Friday, 28 September 2012


 As I wrote in my previous post one of the reasons for going to Alsace was to visit the Carrefour European Patchwork which is held every year at Ste. Marie aux Mines.  I have always wanted to go and this year there was an added attraction as there was going to be work there on display made by girls that I know.  Vineta, Dot and Sara are part of a group called Kindred Spirits and they had produced a collection of work based on items in the British Museum.  The result was absolutely stunning.  I was overwhelmed and so happy and proud for them and I thought that their Exhibition of work was the best there.  I know I am a little biased as they  come from the South West of England but the work speaks for itself.  They are all very talented.
Vineta Cable
Dot Carter

Sara O'HoraVineta Cable
There was also an Exhibition of Antique Quilts and Textiles from Provence which was also mind blowing.

 And last but by no means least was the wonderful Quilt 'Weymouth Waves' made by my friend Margaret Ramsay
And all this on the first day!!!!
I have a lot more photographs from the Quilt Show, too many to put on here so will post a link to the Web Album for anyone who wishes to see more.

Thursday, 27 September 2012



Day 1 - Caen to Beauvais
Breakfast in Honfleur

This year Linda and I decided to visit an area of France that we had not been to before.  Our target was Alsace and the little town of Ste. Marie aux Mines the home of the European Patchwork Show for the last eighteen years and the cradle of the Amish movement .  I have wanted to go there for a long time now but the dates have always clashed with something else so this year it was written in the Diary at the beginning of the year to make sure we got there.  Our route was to take us from the ferry port at Caen around the north of Paris to the East and then down to Alsace.  We stopped at Honfleur for breakfast.  This was the first time I had been back there since I was 14!!! but it was as I remembered and just as beautiful, though a lot more busier with Tourists.  I went there in the 1950's when France was still recovering from the bombardments of the Second World War.
We had lunch here at Duclair beside the River Seine.  The weather was glorious.  There is a chain ferry here to take cars the short distance across the river to the other side.
After a stop at one of the Abbeys along the route we made for Rouen.  We made straight for the Cathedral.  We spent some time inside to take photographs and then made our way to the Square.  We spent quite a bit of time here reflecting on the past.  It was here that Joan of Arc was burnt at the stake.  After a while we decided we ought   to find a bed for the night.  We made for the Hotel Campanile and were devestated when we were told that the Hotel was full.  We were both hot and tired and were looking forward to a shower and a rest before dinner.  We decided to go on a further 60 miles to Beauvais and see if the Campanile there had any rooms.  We were lucky this time.

- - - - - - -

→ **PROBLEMS TO WORK ON**
(1) In the blog post, what was the Kindred Spirits group's collection of work based on?
(2) Reproduce the blog post word for word from "Sara O'HoraVineta Cable" to "the first day!!!!".

→ **PROVIDED MATERIAL**

- - - - - - -

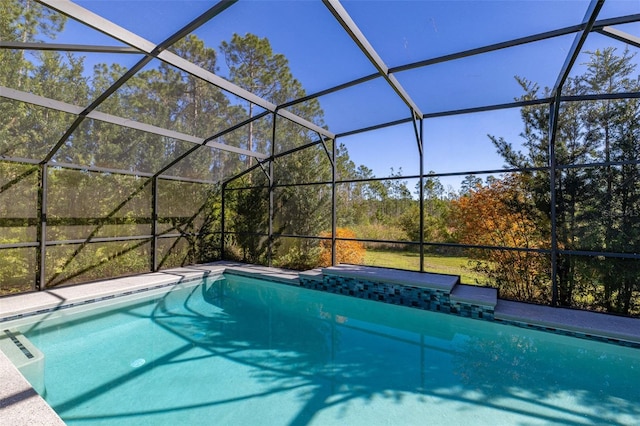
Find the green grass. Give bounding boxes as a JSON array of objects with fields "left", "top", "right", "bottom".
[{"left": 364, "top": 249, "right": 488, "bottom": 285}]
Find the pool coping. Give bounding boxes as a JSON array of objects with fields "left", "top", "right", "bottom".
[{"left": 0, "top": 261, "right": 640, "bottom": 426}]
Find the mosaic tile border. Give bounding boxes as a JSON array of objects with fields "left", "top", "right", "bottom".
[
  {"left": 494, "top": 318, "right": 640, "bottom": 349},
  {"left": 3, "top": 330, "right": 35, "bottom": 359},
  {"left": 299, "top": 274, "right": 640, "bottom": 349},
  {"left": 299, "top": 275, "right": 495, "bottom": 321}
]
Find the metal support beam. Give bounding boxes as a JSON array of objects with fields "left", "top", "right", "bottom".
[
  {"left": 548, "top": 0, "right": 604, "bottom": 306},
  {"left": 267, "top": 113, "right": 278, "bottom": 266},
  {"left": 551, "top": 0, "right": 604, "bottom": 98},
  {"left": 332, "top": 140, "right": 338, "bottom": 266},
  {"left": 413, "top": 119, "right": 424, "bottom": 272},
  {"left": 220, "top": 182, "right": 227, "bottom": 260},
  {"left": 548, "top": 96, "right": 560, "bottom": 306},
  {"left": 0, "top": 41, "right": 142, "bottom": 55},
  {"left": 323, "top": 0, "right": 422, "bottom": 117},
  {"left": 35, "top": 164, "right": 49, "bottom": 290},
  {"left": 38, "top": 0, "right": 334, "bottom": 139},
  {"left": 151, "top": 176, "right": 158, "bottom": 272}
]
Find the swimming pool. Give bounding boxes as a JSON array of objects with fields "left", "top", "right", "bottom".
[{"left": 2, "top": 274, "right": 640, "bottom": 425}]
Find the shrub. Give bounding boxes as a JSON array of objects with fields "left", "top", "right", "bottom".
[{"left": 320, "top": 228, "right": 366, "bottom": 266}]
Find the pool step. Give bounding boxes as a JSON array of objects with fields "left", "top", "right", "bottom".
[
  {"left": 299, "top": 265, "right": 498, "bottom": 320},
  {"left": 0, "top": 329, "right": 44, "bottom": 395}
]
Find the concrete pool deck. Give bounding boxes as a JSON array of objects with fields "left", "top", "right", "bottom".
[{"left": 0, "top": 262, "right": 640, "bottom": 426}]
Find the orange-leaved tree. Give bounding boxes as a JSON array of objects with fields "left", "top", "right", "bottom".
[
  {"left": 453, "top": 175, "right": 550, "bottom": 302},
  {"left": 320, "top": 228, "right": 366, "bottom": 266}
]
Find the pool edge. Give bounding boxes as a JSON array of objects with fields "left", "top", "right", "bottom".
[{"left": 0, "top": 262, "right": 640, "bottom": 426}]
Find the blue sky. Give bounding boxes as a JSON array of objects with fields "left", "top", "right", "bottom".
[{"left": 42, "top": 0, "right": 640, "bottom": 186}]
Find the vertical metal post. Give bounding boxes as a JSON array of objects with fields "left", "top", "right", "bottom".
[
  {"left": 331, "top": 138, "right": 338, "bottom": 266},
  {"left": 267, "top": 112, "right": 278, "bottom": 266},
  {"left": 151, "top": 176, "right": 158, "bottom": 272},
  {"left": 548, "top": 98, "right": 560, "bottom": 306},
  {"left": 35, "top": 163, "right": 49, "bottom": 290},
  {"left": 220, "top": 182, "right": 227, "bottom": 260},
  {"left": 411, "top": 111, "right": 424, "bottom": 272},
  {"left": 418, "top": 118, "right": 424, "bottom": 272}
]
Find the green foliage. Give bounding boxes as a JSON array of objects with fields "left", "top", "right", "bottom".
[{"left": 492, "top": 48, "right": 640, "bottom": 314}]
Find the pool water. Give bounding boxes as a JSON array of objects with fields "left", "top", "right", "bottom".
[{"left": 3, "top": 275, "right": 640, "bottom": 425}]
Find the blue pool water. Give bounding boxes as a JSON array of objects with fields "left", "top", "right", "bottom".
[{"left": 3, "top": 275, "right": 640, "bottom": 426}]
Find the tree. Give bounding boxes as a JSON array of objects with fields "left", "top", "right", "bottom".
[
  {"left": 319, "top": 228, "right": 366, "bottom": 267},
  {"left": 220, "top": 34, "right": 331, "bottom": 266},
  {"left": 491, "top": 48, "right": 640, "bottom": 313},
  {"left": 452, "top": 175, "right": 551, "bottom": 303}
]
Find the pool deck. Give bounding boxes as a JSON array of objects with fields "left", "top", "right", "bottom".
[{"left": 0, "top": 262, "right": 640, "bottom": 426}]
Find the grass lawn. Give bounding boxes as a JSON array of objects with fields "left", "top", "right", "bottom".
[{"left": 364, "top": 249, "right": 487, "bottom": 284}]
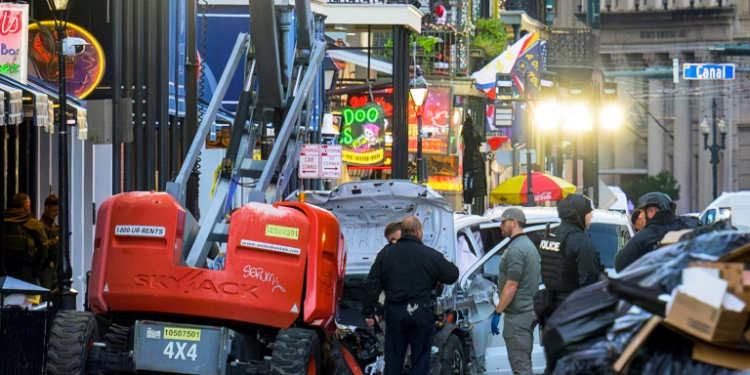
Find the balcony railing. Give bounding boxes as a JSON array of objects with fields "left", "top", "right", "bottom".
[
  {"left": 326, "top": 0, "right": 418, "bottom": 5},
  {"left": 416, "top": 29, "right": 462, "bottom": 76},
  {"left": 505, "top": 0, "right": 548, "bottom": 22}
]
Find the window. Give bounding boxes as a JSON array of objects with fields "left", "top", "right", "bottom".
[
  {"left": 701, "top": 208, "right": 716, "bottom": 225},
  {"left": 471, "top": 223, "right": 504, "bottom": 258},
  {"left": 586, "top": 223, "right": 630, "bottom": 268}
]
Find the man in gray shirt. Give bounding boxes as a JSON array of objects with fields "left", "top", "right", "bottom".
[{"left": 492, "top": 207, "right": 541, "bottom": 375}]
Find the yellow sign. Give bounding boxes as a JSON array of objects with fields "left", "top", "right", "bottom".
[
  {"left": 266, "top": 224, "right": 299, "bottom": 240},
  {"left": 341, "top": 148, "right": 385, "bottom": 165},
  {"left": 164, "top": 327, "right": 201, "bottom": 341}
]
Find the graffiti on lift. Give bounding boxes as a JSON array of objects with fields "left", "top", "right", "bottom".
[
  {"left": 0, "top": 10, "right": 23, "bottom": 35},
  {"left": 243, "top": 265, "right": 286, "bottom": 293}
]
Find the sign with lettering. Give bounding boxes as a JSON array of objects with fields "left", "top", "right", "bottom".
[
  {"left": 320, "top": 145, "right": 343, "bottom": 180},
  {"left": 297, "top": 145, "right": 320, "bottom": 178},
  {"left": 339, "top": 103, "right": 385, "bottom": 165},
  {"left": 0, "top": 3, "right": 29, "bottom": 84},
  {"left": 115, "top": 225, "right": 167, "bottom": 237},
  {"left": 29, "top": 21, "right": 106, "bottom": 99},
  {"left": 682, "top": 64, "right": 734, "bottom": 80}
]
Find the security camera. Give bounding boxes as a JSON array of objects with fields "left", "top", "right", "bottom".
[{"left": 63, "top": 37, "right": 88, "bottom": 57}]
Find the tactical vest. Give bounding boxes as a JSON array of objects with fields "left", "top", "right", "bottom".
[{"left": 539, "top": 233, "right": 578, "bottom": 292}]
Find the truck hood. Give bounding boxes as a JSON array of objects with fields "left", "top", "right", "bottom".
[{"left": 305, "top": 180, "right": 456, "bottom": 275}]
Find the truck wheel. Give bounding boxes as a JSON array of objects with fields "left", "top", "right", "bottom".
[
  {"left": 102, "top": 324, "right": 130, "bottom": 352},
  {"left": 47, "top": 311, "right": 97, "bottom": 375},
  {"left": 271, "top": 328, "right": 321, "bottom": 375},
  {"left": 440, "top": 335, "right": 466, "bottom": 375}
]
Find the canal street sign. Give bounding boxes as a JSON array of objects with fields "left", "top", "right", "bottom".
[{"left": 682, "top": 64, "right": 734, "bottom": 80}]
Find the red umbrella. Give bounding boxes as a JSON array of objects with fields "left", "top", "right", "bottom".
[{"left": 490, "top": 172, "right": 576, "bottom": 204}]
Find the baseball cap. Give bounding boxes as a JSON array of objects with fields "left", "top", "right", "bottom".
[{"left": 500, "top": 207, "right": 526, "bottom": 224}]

- - - - - - -

→ **SOLVED TASKS**
(1) Items in the British Museum.

(2)
Sara O'HoraVineta Cable
There was also an Exhibition of Antique Quilts and Textiles from Provence which was also mind blowing.

 And last but by no means least was the wonderful Quilt 'Weymouth Waves' made by my friend Margaret Ramsay
And all this on the first day!!!!